TASK DESCRIPTION —
Copy only what runs from the line containing "locate the tree" through the end of the material below, line for line, with both ends included.
+++ LISTED RECORDS +++
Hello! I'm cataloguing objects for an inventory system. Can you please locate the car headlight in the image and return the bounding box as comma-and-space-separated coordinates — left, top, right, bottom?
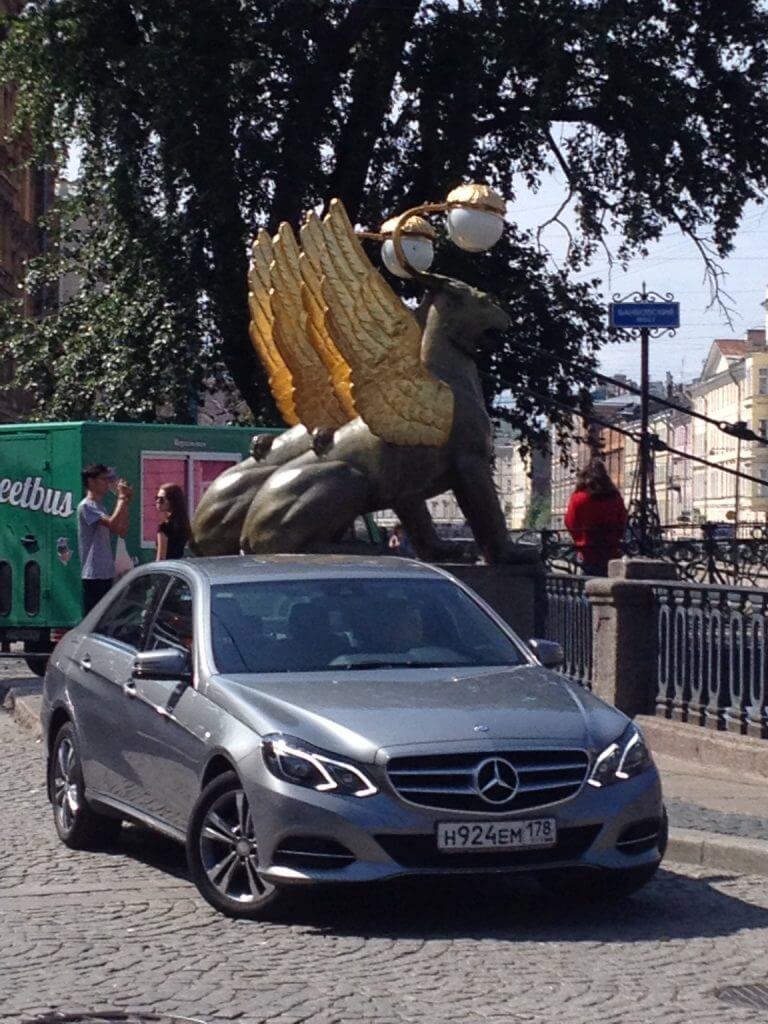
261, 734, 379, 797
587, 725, 653, 786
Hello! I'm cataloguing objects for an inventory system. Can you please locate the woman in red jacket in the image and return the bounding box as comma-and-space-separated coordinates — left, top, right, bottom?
565, 459, 627, 575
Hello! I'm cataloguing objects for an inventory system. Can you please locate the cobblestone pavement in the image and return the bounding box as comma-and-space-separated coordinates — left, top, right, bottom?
0, 713, 768, 1024
666, 798, 768, 840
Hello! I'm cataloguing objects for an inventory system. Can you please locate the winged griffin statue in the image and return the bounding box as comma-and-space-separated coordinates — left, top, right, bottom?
193, 190, 527, 562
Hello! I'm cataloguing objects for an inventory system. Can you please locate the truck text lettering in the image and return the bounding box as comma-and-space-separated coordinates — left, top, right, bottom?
0, 476, 73, 519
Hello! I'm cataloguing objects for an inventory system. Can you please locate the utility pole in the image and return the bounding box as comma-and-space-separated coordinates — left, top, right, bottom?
609, 282, 680, 555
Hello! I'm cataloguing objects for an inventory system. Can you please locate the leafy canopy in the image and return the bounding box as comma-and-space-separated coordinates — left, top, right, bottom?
0, 0, 768, 435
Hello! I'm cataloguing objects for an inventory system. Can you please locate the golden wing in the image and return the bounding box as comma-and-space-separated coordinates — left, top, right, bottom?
269, 223, 355, 430
248, 229, 299, 427
301, 200, 454, 445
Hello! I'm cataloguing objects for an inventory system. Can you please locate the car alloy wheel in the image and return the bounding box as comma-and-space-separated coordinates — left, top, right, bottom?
187, 772, 282, 918
48, 722, 122, 850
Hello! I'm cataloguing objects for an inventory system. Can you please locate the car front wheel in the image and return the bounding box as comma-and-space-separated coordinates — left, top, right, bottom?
48, 722, 122, 850
186, 772, 285, 919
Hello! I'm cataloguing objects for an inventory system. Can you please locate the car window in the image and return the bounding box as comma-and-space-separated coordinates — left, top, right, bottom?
93, 572, 168, 650
146, 578, 193, 651
211, 578, 524, 673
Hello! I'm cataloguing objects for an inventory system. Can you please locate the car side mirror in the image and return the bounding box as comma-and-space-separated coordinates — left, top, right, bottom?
528, 640, 565, 669
133, 647, 193, 683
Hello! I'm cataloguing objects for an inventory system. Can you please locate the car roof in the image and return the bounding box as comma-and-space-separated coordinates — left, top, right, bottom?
167, 555, 443, 584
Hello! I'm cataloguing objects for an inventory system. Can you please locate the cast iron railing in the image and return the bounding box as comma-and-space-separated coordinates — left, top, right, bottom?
653, 583, 768, 738
513, 523, 768, 588
546, 574, 592, 686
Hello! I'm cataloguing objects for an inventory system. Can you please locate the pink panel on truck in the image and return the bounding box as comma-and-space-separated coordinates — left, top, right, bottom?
141, 455, 186, 544
193, 459, 238, 508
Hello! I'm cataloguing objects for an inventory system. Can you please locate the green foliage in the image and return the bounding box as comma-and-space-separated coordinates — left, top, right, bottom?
0, 0, 768, 437
523, 495, 552, 529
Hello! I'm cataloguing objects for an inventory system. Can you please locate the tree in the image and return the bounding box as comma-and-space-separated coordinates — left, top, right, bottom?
0, 0, 768, 436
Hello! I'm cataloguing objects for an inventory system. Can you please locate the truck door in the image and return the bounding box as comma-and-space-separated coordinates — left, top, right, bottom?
0, 432, 55, 640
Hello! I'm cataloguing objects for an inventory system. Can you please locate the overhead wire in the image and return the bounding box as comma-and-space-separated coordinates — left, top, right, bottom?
499, 337, 768, 444
481, 373, 768, 486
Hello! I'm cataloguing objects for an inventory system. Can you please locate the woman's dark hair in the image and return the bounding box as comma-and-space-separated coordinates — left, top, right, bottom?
575, 459, 618, 498
158, 483, 191, 541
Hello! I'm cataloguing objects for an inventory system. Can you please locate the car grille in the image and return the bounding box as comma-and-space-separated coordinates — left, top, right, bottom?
387, 750, 589, 814
376, 825, 601, 870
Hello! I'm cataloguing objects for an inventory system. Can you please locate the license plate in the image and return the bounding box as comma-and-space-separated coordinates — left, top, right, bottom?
437, 818, 557, 853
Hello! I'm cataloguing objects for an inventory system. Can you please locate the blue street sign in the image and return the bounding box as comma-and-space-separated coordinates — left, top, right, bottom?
608, 302, 680, 331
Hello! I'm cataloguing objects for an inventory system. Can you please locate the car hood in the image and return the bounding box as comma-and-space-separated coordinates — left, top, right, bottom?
209, 666, 628, 761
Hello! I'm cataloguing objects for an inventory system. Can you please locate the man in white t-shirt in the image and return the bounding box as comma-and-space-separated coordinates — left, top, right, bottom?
78, 463, 133, 614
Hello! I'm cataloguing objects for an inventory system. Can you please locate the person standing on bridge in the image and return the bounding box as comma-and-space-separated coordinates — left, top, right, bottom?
+++
FULL ANSWER —
Hello! I'm cataloguing objects for an inventory system. Can you please locate the tree in the image and return the bounding box as comma-and-space-separated coordinates — left, top, right, bottom?
0, 0, 768, 436
Hello! I'm cataloguing objects for an inventory system. Can you please locate the truck door in the image and return the bounding box as comma-and-space-separated coordinates — left, top, right, bottom?
0, 432, 55, 640
Hello! I'm cataloguing objects for an inventory system. Can you please locate the overhead wire in the image and return the bounding box as comma-and-space-separated coordinates — left, top, right, bottom?
499, 337, 768, 444
481, 373, 768, 486
Hello! I'm cataloguing objects for an inventory system. Can you please locate the woman's dark hair in the image and return the bounding box as comma-and-space-separated coordinates — left, top, right, bottom?
575, 459, 618, 498
158, 483, 191, 541
Hello! I'm cataloguing objects for an inventory system. Can you please locate the car grille in the image and return the bounding box as comma-and-space-separated coordinates — left, top, right, bottom?
387, 750, 589, 814
376, 825, 601, 870
Hello! I'm cataloguing objects for an inventory system. Can you please locate the license plate in the image and return the bounding box as comma-and-space-separated coordinates — left, top, right, bottom?
437, 818, 557, 853
Hello! I'm cataloguing objects for an inventory system. Can you please locate the blue street sign in the image and return the bounding box as comma-and-space-separated coordinates — left, top, right, bottom?
608, 302, 680, 331
Hello! I'm cataloguing objects for an inventory system. Can you please locate the car hood in the image and return the bounding box as comma-and-space-separated coordinates — left, top, right, bottom?
209, 666, 628, 761
Hello! I'm cataloguing objects for an inventory system. Can you please locate the man in white t-shirt in the image and return the bounding box as comma-and-space-separated coordinates — left, top, right, bottom?
78, 463, 133, 614
Hello! I'm cataloguing objects for an inventory system. Can you please locate the person standing on bridge in the image and return the bounding box as comma-and-space-separated coordinates — left, top, right, bottom?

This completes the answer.